REQUIREMENT: Below are some records. Return exactly the lines from the one with "cushion shown in this photo." to the one with "wall shown in this photo.", and nothing else.

Data entries:
--
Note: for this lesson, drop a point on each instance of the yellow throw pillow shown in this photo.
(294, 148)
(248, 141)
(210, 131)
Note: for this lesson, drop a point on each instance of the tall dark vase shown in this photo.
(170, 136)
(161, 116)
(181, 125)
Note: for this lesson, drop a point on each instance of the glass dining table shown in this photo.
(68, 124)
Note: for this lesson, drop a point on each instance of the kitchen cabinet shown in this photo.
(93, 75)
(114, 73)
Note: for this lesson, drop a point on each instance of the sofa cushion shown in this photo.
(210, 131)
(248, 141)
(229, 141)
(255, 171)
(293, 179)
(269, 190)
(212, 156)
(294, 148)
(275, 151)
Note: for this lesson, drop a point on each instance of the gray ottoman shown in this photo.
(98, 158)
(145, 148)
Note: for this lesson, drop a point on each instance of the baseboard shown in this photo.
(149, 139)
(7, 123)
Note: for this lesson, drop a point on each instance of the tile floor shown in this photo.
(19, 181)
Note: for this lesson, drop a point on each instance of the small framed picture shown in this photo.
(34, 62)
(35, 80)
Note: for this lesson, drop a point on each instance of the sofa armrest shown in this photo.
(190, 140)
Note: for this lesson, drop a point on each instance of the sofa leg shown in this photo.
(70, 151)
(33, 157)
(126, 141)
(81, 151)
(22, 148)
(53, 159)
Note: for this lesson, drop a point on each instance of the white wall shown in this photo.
--
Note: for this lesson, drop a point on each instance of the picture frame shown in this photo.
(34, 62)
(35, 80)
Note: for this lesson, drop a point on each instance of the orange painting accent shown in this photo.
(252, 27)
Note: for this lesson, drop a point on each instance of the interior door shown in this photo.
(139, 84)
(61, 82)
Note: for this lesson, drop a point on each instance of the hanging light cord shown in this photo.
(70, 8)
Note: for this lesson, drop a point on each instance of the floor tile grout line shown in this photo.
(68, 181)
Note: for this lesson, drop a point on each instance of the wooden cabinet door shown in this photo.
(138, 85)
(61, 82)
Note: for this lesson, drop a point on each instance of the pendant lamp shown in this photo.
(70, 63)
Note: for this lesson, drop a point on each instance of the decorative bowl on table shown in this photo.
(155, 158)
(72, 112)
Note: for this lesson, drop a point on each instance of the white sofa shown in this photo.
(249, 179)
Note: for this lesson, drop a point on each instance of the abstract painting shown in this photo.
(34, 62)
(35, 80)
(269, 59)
--
EXERCISE RESPONSE:
Note: for this lesson, drop a point on each instance of the sofa cushion shown in this photo.
(210, 131)
(248, 141)
(229, 141)
(255, 171)
(293, 179)
(269, 190)
(212, 156)
(294, 148)
(275, 151)
Note: for this lesson, drop a point on each instance of the gray ottoman shown in this photo.
(98, 158)
(145, 148)
Note: for this lesson, drop a point on each instance of the baseboard shown in this photo.
(149, 139)
(7, 123)
Note: for this lesson, drop a point on each instance of the tile floor shown in this photo.
(19, 181)
Note: for this lesson, drop a point on each instance of the small framed picture shown in this photo.
(34, 62)
(35, 80)
Note: for this lesson, drop a point on each instance of the sofa armrest shown in this photo.
(190, 140)
Note: for this lesson, drop a point on each instance of the sofa leg shown in this photo.
(70, 151)
(33, 157)
(126, 141)
(81, 151)
(22, 148)
(53, 159)
Note: for this lesson, drop a point on each instance of the white wall shown in this photo.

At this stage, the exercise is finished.